### Documento
Os
venezuelanos enfrentam dificuldades na sua vida quotidiana, mas a crise também
os castiga na hora da morte. O alto custo e a escassez de materiais complicam a
aquisição de caixões que, por isso, estão a ser fabricados com madeira barata e
até papelão.
Na
Venezuela, muitas famílias fazem verdadeiros malabarismos para lidar com os
gastos de um funeral: se preferirem a cremação à sepultura, para não pagar
espaço no cemitério, o velório reduz-se de 24 para oito, quatro ou duas horas.
Alguns contratam somente o "serviço direto" para o crematório ou
túmulo, e também há os que alugam o caixão apenas para o velório.
Há
um mês morreu o irmão de Miriam Navarro, uma humilde dona de casa de 66 anos.
"Senti-me desesperada. Não tinha a fortuna que a funerária pedia. Se não
fosse pela comunidade, teria que o enterrar no quintal", disse à AFP, em
entrevista na casa onde vive em Maracay, 105 quilómetros a sudoeste de Caracas.

### Conjunto de tarefas
[a] Responde a estas perguntas sobre o texto acerca dos funerais na Venezuela:
(i) Com que materiais estão a ser fabricados caixões?
(ii) Quando a família prefere a cremação, a quantas horas pode reduzir-se o velório?
(iii) Em que cidade vive Miriam Navarro, e a que distância e em que direção fica de Caracas?
[b] Enumera todas as formas que o texto sobre os funerais na Venezuela aponta para as famílias lidarem com os gastos de um funeral.
[c] Retoma o texto sobre os funerais na Venezuela logo a seguir à última frase apresentada e continua-o.
Os registos não fazem falta para estas tarefas.

### Material fornecido
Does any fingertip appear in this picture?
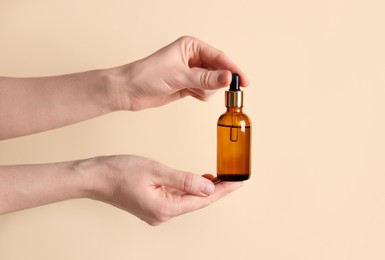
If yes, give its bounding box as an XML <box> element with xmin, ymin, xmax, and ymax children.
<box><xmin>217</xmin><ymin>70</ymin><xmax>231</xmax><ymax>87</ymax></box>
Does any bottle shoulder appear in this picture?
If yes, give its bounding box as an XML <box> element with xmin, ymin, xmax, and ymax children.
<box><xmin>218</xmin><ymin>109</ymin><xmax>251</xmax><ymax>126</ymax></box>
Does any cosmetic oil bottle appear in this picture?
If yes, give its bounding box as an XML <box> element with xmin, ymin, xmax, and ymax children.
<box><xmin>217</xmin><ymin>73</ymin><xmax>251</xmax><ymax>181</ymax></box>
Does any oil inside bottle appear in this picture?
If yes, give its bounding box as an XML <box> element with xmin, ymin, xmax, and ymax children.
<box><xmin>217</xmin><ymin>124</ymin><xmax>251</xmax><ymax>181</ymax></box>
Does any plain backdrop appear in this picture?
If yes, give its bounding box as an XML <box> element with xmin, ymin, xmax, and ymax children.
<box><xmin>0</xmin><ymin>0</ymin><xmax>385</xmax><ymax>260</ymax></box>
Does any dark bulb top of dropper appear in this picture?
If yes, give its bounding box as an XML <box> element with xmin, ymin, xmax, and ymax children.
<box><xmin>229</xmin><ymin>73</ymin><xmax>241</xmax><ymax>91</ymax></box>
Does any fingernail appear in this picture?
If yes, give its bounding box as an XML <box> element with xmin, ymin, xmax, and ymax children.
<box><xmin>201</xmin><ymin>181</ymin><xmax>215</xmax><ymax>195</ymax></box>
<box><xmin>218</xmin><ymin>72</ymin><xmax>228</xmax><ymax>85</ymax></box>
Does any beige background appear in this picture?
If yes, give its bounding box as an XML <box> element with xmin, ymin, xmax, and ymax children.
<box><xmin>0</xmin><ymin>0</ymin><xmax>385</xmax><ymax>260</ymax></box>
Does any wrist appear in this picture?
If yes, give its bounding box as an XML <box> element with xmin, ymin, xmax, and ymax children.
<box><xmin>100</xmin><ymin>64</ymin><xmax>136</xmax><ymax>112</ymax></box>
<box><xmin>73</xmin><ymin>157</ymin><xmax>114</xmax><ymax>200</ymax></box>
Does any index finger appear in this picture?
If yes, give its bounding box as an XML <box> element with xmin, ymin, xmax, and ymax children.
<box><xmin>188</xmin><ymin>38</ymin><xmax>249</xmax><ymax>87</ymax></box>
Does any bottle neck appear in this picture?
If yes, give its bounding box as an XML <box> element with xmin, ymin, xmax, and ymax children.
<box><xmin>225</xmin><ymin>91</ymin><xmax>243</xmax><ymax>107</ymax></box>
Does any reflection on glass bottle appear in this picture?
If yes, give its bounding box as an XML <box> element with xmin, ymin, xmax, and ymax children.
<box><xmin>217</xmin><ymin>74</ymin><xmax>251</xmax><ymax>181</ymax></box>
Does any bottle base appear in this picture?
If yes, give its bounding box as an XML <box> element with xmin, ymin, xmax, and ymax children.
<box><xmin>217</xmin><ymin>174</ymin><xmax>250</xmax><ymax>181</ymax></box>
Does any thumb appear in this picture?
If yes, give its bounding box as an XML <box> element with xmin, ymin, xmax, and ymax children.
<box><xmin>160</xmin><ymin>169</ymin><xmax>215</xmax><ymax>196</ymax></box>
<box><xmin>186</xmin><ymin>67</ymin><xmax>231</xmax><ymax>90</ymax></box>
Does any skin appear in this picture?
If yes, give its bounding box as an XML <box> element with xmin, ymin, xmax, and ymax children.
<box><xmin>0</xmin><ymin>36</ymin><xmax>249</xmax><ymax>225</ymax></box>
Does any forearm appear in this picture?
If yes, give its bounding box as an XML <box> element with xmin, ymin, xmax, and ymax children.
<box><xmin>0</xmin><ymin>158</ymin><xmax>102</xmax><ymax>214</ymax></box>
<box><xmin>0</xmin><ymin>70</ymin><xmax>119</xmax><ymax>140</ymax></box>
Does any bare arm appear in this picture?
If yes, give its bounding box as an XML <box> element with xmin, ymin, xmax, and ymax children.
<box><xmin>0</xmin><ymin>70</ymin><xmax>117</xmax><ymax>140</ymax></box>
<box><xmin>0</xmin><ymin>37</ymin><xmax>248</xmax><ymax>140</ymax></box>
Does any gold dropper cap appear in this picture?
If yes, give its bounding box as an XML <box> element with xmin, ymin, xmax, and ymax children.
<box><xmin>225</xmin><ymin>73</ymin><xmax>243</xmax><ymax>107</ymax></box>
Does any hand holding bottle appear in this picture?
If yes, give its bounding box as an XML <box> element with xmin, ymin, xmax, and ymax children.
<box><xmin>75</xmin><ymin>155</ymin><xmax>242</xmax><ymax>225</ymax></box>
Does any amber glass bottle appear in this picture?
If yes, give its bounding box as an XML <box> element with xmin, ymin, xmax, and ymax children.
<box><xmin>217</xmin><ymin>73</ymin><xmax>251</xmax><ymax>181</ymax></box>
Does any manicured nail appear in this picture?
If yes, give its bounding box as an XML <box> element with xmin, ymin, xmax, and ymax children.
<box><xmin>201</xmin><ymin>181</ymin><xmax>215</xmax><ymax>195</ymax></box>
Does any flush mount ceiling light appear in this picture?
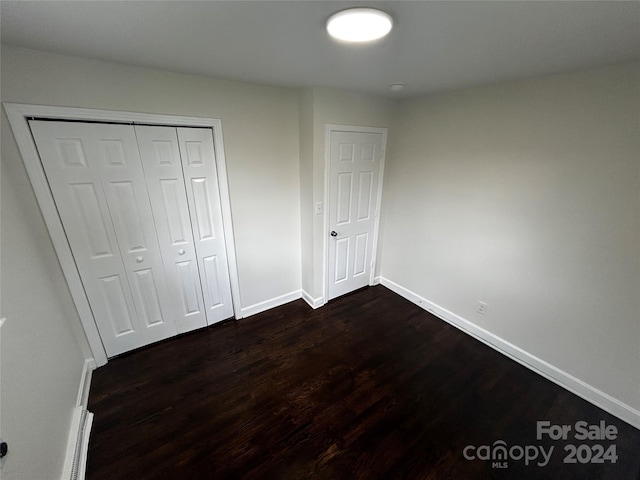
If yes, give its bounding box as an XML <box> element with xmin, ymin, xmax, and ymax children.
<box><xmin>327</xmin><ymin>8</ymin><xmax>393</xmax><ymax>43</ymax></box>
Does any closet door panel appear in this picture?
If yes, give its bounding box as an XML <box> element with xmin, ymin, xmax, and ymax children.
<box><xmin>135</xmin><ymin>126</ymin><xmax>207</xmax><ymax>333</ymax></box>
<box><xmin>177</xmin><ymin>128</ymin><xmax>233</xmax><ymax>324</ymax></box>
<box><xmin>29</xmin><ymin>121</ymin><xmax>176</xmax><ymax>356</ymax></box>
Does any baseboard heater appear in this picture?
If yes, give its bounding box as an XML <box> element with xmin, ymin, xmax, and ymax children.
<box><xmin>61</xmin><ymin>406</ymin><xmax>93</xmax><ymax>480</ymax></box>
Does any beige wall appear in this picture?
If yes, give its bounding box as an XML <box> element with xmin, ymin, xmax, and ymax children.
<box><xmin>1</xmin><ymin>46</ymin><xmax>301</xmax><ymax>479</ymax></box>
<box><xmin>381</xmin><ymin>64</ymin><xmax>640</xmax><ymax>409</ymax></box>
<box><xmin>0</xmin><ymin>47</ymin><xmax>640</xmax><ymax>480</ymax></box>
==
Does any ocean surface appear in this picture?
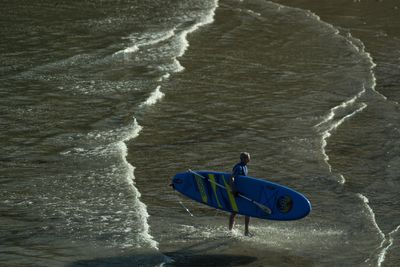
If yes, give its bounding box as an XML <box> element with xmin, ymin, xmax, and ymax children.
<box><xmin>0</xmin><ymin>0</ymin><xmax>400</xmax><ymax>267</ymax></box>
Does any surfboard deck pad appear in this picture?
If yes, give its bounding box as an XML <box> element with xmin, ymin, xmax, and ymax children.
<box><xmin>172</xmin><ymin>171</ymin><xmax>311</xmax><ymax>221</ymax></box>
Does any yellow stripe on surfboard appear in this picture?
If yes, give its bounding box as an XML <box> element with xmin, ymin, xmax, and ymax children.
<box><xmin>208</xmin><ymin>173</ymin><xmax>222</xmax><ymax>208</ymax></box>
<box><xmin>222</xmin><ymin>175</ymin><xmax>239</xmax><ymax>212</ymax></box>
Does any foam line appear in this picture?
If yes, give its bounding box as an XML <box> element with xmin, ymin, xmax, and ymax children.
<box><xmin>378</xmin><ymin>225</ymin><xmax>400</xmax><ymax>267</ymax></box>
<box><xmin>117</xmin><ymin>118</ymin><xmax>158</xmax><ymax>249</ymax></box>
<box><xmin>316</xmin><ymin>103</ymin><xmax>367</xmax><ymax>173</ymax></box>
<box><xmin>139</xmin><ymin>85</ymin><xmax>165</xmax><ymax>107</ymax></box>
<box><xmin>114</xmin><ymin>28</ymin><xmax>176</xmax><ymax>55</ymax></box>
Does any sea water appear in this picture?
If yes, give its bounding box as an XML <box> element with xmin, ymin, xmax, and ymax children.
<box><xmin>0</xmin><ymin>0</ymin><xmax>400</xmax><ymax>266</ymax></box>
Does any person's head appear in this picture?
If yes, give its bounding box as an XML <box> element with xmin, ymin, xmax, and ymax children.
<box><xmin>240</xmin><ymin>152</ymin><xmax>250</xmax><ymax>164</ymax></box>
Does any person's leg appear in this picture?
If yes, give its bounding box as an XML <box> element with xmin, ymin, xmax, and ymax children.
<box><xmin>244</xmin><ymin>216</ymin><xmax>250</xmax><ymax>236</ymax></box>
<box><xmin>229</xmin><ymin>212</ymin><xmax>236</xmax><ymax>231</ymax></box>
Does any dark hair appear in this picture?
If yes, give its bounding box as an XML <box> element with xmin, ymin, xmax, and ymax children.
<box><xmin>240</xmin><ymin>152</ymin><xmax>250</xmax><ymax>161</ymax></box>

### Respostas
[a]
(i) Com madeira barata e até papelão.
(ii) Passa de 24 para oito, quatro ou duas horas.
(iii) Em Maracay, 105 quilómetros a sudoeste de Caracas.

[b]
- Preferir a cremação à sepultura, para não pagar espaço no cemitério
- Reduzir o velório de 24 para oito, quatro ou duas horas
- Contratar somente o "serviço direto" para o crematório ou túmulo
- Alugar o caixão apenas para o velório

[c]
Com o que os seus vizinhos arrecadaram, Miriam comprou um dos caixões
fabricados, a poucas ruas da sua casa, pelo carpinteiro Ronald Martínez com
papelão e MDF, um material comprimido de pó de serra e resina, que é muito mais
barato que a madeira.
Perante
as dificuldades no último adeus, Elio Angulo, um empresário de Barquisimeto,
365 quilómetros a sudoeste da capital, apostou no "biocofre", uma
urna de papelão, 70% feito de produto reciclado, que desenhou com um sócio e
que em breve estará à venda. "Tem os dois ecos: ecológico e económico. É
para a cremação, mas também pode ser usado na exumação. A nossa proposta traz
soluções para um país em crise", declarou à AFP Angulo, que diz ter
pedidos de várias cidades, e também da Colômbia e do Equador.
Num
país onde o salário mínimo mensal é de 65 mil bolívares (100 dólares à taxa
oficial mais alta), os custos dos serviços funerários preocupam uma população
afetada pela escassez de alimentos e pela inflação mais alta do mundo -
oficialmente 180,9% em 2015, e com projecção de 720% para 2016 pelo Fundo
Monetário Internacional (FMI).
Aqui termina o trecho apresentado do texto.